GIVEN TEXT
For example, you can do:

// Normal Multiplication

void mul(int& x) {

x = x * 4;

}

// Optimized Multiplication

void mul(int& x) {

x = x << 2;

}

And for division:

// Normal Division

void div(unsigned int& x) {

x = x / 4;

}

// Optimized Division

void div(unsigned int& x) {

x = x >> 2;

}

Unlike the modulus optimization trick, the multiplication trick does work for both signed and unsigned variables, so the compiler is safe to optimize these cases for you.

In the case of the division trick there is a problem that may happen if you have a negative signed number. If you divide a negative integer and the result should have a remainder, then using shifts may give you the wrong result (for example, -1/2 should be 0, but -1>>1 is -1).

Compilers are able to optimize signed division by powers of two using shifts and interesting logic to account for the possible errors.

For the reason that compilers will make the necessary optimizations for you, it is generally better to leave the code as normal multiplications and divisions for readability and to prevent mistakes.

If you're dealing with low level assembly, you'd obviously want to be doing the shifts where possible instead of using mul and div.

LISTED RECORDS
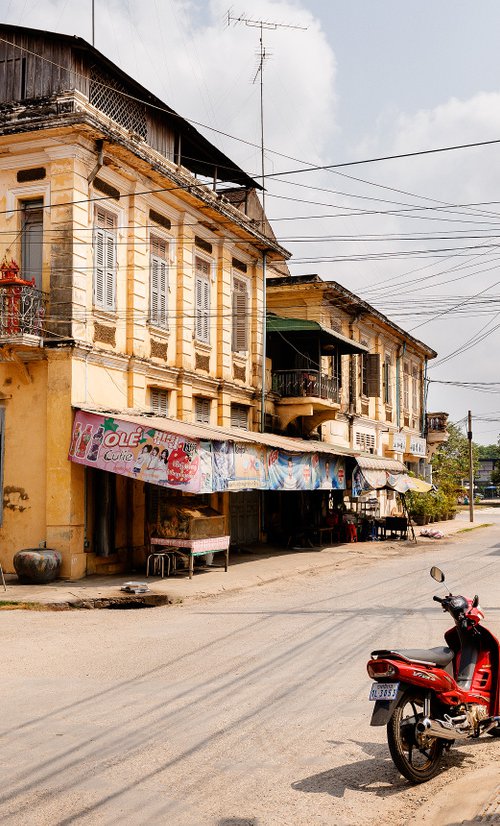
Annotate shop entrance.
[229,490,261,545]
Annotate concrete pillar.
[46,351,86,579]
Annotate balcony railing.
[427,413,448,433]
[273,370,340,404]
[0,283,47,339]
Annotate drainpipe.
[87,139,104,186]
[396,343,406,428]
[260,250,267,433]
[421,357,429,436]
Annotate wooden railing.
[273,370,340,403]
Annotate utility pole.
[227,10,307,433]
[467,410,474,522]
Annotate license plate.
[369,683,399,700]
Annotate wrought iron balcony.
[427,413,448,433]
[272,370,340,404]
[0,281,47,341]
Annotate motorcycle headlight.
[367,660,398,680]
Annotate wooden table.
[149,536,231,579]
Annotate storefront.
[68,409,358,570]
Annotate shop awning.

==

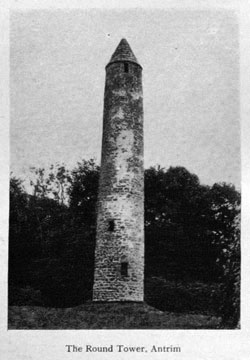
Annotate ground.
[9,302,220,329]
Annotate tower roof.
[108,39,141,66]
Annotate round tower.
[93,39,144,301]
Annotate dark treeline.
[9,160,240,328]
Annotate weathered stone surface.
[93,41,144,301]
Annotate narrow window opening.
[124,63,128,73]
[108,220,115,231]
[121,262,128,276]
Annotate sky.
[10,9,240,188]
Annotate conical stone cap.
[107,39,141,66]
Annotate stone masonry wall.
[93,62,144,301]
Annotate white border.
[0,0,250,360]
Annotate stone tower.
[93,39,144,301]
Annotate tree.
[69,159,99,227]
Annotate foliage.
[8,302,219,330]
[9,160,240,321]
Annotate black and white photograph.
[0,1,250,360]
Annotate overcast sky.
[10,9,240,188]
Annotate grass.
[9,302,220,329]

* * *

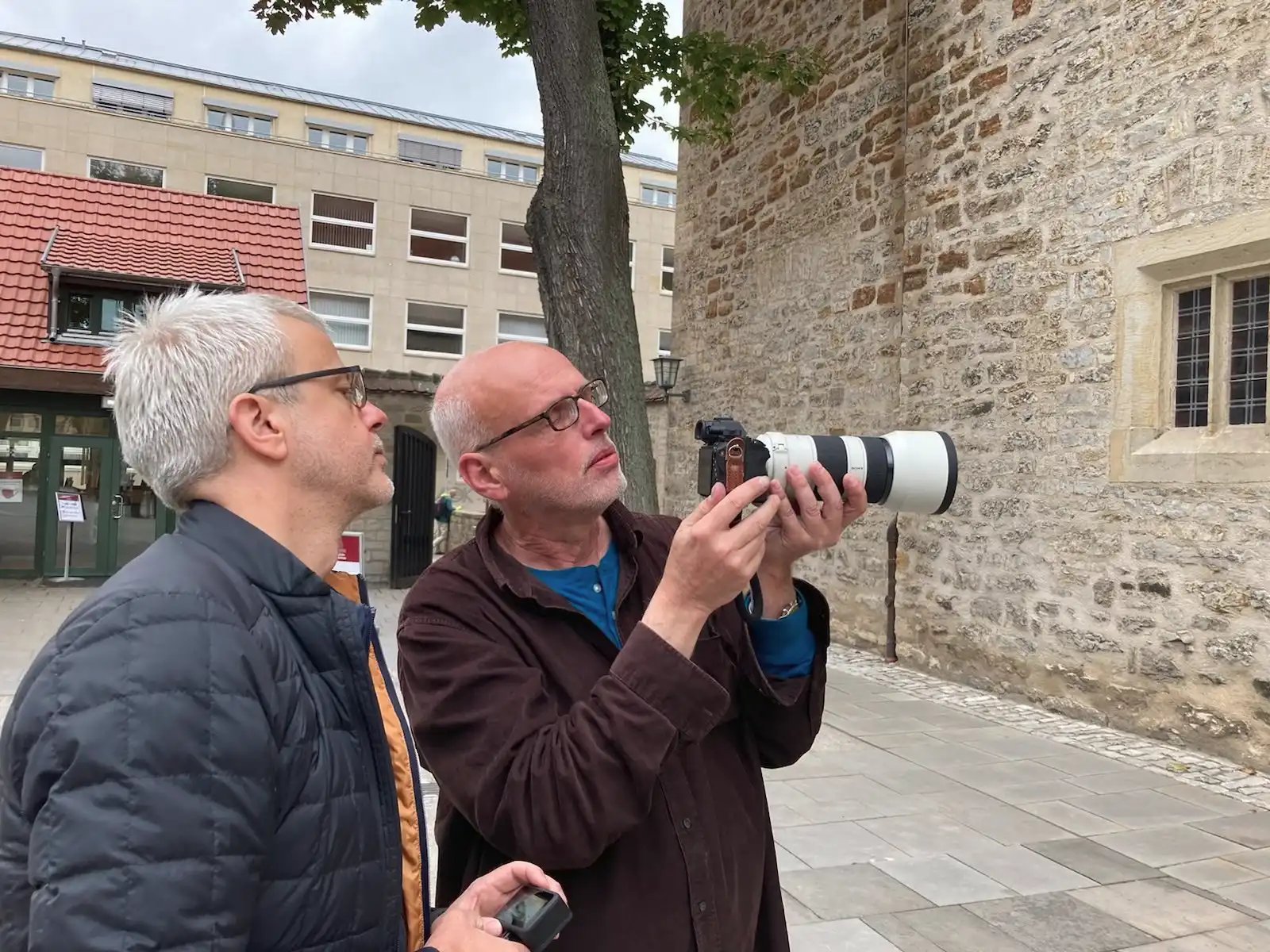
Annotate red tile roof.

REQUIRED WORK
#1 Please print the passage on shift-based multiplication and division again in full, word for word.
#2 Substitute "handrail" for "railing" in the records from the line with "Annotate shop entrance." to the line with "[68,409,358,570]", and output only those lines with nothing else changed.

ANSWERS TO THE PROBLEMS
#1
For example, you can do:

// Normal Multiplication

void mul(int& x) {

x = x * 4;

}

// Optimized Multiplication

void mul(int& x) {

x = x << 2;

}

And for division:

// Normal Division

void div(unsigned int& x) {

x = x / 4;

}

// Optimized Division

void div(unsigned int& x) {

x = x >> 2;

}

Unlike the modulus optimization trick, the multiplication trick does work for both signed and unsigned variables, so the compiler is safe to optimize these cases for you.

In the case of the division trick there is a problem that may happen if you have a negative signed number. If you divide a negative integer and the result should have a remainder, then using shifts may give you the wrong result (for example, -1/2 should be 0, but -1>>1 is -1).

Compilers are able to optimize signed division by powers of two using shifts and interesting logic to account for the possible errors.

For the reason that compilers will make the necessary optimizations for you, it is generally better to leave the code as normal multiplications and divisions for readability and to prevent mistakes.

If you're dealing with low level assembly, you'd obviously want to be doing the shifts where possible instead of using mul and div.

#2
Annotate shop entrance.
[229,490,261,545]
Annotate concrete pillar.
[46,351,86,579]
Annotate balcony handrail.
[427,413,448,433]
[273,370,340,404]
[0,283,47,339]
Annotate drainpipe.
[87,139,104,186]
[396,343,406,428]
[260,250,267,433]
[421,357,429,436]
Annotate wooden handrail.
[273,370,340,403]
Annotate utility pole.
[227,10,307,433]
[467,410,474,522]
Annotate license plate.
[369,683,399,700]
Annotate wrought iron balcony.
[427,413,448,433]
[272,370,340,404]
[0,281,47,341]
Annotate motorcycle headlight.
[367,660,398,680]
Annotate wooden table.
[149,536,231,579]
Annotate storefront.
[68,409,358,570]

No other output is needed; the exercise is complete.